Put each line of the listing below into a Markdown table with the columns No. and Line, numbering the rows and skipping blank lines. Leave the pictures out.

## START INFORMATION GIVEN

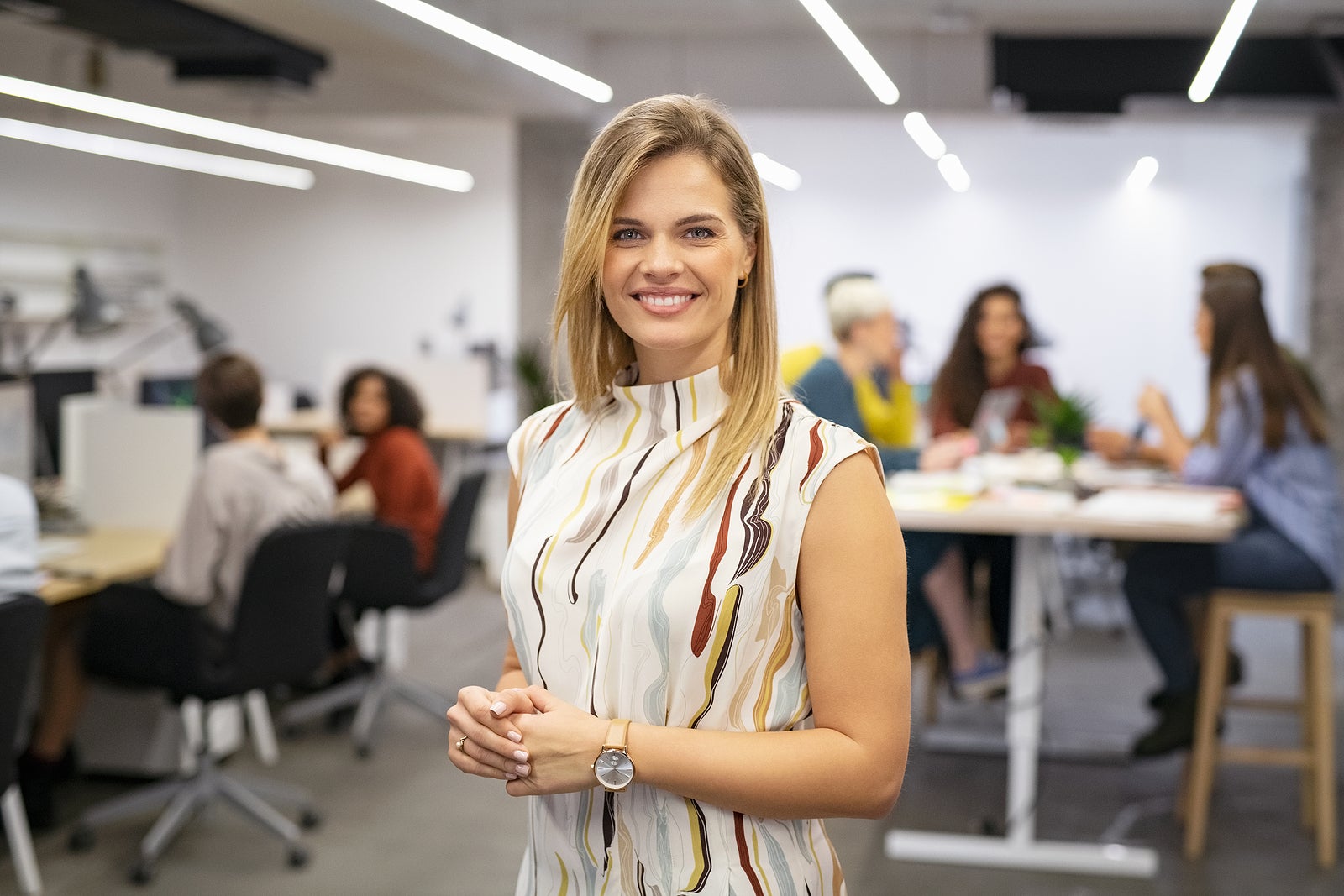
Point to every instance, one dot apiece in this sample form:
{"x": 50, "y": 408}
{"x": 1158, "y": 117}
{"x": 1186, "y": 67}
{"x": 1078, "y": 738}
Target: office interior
{"x": 1047, "y": 105}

## END INFORMATION GIVEN

**SOLUTION TO THE EXERCISE**
| No. | Line |
|---|---|
| 1 | Point to every instance, one dot apiece in this sample form: |
| 2 | {"x": 50, "y": 408} |
| 3 | {"x": 1158, "y": 117} |
| 4 | {"x": 1186, "y": 67} |
| 5 | {"x": 1078, "y": 738} |
| 6 | Target: office interior |
| 7 | {"x": 1047, "y": 105} |